-- Opening Marker --
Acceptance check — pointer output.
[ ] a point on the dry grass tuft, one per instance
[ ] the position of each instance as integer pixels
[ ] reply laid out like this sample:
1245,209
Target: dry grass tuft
-- Closing Marker --
Your task: The expected answer is a word-for-word copy of every line from the one that contains "[ ] a point" through the final line of the material.

Solved problem:
[ ] a point on the dry grass tuft, one per instance
[ ] the position of each instance as integer pixels
[ ] reply laid out like this sample:
1245,209
Target: dry grass tuft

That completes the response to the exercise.